→ The task: Pull every line holding the string "rocky" from the records below.

(Referring expression pointing data)
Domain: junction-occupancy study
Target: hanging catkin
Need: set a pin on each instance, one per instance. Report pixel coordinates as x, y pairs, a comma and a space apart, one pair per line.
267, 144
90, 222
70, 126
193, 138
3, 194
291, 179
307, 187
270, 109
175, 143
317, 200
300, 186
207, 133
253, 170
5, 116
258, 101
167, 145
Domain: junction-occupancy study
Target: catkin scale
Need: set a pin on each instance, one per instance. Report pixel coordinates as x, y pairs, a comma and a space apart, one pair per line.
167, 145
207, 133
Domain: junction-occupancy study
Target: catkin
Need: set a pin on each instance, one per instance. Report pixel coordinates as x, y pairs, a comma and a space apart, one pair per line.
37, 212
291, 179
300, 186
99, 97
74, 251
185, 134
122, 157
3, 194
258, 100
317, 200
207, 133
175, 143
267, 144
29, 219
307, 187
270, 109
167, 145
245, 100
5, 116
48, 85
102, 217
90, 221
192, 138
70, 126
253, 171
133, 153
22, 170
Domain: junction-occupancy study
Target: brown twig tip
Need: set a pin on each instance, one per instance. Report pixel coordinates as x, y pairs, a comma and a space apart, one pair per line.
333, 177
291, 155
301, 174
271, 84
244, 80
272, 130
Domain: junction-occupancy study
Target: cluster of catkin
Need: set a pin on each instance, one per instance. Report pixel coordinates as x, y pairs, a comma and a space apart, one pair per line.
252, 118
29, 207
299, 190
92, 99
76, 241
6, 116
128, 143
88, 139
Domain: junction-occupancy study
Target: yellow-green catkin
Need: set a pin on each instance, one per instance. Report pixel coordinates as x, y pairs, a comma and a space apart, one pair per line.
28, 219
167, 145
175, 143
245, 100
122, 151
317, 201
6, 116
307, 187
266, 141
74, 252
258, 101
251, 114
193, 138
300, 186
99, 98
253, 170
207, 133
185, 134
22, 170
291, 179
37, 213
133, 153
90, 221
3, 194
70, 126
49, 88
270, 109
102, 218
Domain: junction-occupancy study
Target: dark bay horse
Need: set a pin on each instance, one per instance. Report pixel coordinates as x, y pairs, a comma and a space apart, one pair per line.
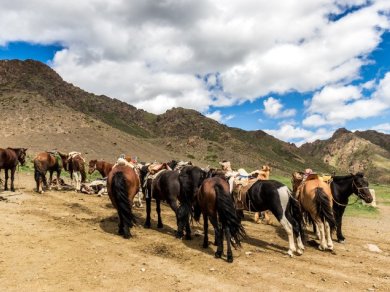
101, 166
276, 197
76, 168
52, 162
342, 187
315, 198
9, 159
190, 179
122, 186
214, 201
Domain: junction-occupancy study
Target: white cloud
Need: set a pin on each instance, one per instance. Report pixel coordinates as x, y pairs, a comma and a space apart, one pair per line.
219, 117
298, 135
274, 108
385, 128
335, 105
148, 52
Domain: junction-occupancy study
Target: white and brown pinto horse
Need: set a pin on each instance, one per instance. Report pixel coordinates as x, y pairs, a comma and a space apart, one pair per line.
315, 198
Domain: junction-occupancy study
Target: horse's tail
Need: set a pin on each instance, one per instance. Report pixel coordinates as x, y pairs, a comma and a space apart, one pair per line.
119, 193
83, 173
297, 219
324, 209
197, 211
227, 214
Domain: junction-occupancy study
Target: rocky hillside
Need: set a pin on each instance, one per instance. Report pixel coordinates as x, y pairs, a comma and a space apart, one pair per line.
365, 151
37, 105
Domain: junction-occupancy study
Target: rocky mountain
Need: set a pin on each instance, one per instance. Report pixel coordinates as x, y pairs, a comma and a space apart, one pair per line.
366, 151
41, 111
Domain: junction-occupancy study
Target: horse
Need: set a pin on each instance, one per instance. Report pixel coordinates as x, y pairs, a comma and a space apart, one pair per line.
101, 166
122, 186
342, 187
162, 186
214, 201
9, 159
49, 161
190, 179
276, 197
76, 167
315, 198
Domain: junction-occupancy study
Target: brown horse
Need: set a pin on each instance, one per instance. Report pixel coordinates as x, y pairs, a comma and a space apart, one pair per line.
9, 159
76, 168
101, 166
123, 185
315, 198
214, 201
49, 161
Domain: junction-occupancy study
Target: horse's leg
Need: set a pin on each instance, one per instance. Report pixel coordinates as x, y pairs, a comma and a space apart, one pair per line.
148, 201
288, 227
218, 236
158, 209
12, 179
338, 215
320, 226
58, 180
229, 253
50, 179
6, 180
205, 231
329, 241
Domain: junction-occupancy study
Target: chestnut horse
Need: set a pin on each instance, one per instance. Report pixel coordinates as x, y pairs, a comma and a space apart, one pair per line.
52, 162
76, 168
315, 198
9, 159
123, 185
214, 201
101, 166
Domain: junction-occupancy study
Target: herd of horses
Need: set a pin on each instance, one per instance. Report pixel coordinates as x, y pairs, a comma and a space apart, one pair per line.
191, 191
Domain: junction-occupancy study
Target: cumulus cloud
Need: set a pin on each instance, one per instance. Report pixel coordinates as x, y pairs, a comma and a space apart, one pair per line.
274, 108
219, 117
335, 105
154, 54
299, 135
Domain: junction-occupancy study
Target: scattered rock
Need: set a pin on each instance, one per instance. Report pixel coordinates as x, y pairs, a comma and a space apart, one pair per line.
373, 248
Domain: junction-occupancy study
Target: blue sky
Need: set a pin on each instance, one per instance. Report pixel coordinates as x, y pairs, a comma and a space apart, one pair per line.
298, 69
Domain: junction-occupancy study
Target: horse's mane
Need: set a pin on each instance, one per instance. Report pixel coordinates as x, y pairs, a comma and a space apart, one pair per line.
345, 177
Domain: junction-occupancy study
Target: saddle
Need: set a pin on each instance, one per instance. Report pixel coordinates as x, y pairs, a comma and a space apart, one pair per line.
240, 192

→ Response for this exercise:
Target: rocky hillside
Target: rocky mountain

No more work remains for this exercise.